## Task instructions
Transcribe, exactly as they appear, only the lines from the one holding "In this exercise you will find the pavement" through the end of the entries below.

>> START Data for this exercise

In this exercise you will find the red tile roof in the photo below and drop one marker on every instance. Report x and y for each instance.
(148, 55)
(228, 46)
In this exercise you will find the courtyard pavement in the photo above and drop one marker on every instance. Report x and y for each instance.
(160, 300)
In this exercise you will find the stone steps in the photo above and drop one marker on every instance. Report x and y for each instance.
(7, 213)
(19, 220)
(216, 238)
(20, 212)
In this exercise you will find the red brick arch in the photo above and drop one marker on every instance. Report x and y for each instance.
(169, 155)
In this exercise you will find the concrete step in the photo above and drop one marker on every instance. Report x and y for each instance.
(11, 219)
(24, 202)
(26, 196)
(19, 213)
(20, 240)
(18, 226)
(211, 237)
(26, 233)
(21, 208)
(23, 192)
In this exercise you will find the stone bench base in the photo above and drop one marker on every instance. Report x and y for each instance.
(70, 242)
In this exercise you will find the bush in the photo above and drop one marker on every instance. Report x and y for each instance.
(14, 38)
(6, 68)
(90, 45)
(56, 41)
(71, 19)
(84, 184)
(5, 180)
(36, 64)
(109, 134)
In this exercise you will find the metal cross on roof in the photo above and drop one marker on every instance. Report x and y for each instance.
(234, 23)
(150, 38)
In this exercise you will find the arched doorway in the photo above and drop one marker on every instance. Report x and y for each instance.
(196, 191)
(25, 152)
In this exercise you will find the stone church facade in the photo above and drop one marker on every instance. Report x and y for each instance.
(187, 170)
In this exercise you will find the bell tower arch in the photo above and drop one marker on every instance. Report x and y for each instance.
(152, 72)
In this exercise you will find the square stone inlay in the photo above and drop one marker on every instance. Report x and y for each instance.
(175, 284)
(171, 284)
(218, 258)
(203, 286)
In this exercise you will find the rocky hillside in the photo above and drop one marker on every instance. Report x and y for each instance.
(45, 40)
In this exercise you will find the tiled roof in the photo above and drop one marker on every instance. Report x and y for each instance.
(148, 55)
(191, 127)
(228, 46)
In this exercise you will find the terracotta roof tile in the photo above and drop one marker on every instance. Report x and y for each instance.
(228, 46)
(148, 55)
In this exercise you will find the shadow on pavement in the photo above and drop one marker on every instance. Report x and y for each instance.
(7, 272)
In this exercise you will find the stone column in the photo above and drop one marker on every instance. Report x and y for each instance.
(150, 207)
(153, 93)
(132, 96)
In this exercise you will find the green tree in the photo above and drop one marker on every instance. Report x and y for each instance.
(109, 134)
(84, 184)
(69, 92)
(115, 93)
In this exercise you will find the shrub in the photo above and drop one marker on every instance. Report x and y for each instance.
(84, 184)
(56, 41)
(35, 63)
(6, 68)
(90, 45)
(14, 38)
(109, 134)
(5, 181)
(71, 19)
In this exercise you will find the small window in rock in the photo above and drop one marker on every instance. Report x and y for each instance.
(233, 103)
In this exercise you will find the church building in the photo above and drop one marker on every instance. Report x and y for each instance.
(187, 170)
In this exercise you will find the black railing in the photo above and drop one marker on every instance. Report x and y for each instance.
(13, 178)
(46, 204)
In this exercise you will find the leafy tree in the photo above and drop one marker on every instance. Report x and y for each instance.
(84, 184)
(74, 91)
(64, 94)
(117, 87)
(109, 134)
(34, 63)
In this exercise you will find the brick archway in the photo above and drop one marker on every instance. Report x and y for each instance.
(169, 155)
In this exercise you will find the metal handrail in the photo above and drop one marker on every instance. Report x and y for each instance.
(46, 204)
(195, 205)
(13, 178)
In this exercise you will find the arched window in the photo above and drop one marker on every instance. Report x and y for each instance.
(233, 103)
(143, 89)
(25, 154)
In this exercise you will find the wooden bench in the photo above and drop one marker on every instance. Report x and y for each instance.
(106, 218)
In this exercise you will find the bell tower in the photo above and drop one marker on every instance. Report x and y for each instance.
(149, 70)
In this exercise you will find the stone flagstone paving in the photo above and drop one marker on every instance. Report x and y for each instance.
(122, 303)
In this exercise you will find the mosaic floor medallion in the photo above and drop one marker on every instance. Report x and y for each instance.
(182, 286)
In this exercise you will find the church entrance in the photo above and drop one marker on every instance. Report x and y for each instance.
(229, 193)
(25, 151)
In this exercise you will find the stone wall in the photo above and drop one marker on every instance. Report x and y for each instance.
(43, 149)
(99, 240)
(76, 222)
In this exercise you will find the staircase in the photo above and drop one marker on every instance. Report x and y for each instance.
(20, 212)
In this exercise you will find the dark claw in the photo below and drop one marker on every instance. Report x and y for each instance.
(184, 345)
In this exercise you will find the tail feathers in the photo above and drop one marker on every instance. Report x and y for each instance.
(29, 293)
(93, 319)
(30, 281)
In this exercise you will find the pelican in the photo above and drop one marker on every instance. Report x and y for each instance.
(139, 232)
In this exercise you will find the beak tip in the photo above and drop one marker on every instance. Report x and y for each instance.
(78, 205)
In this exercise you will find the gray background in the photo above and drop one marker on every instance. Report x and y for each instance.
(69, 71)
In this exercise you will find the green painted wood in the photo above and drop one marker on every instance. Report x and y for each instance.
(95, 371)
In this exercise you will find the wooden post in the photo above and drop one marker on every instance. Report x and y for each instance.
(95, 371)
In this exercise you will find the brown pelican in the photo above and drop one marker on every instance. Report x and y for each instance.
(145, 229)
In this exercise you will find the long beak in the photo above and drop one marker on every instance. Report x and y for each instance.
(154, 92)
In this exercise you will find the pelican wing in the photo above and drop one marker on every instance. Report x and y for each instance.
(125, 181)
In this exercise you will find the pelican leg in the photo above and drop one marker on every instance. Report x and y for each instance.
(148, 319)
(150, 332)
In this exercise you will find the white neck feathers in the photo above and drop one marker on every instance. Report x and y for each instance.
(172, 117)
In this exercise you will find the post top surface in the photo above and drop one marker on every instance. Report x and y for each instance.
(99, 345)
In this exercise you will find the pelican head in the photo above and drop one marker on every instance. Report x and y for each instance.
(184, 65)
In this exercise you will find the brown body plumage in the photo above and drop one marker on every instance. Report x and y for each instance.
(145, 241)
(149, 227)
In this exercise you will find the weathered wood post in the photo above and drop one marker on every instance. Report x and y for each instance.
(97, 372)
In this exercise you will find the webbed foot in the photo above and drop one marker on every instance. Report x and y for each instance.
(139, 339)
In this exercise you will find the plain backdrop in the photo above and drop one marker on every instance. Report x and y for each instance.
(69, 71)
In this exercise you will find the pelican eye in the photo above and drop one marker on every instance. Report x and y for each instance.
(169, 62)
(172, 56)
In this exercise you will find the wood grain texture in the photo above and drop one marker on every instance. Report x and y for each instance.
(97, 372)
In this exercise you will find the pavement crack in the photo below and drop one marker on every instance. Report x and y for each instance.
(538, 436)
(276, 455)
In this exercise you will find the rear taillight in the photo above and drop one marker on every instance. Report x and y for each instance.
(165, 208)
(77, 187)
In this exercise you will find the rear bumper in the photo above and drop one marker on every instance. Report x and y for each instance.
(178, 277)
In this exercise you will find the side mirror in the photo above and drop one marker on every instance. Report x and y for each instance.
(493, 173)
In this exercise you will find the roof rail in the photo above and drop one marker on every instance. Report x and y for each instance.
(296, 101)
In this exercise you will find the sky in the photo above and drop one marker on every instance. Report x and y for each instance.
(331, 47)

>> END Data for this exercise

## Problem solution
In this exercise you will find the pavement crack in the photo below and drop one marker on every instance. Report x and y for each instance.
(538, 436)
(276, 455)
In this exercise you will find the rear taillight in the photo above and drop one marker on every instance. Report x and y for each instance.
(165, 208)
(77, 187)
In this exercise you will find the rear bumper in the photo above and drop one marker on every instance. Report x and y for each instance.
(178, 277)
In this exercise you will find the side mirror in the photo above and drop one marker on every instance. Report x and y for each instance.
(493, 173)
In this exercise you will find the roof rail in the photo above and drop one marker on every instance. Report x and y for each instance.
(296, 101)
In this exercise you will find the sky in the photo above and drop one marker on every instance. Report x and y for each instance.
(331, 47)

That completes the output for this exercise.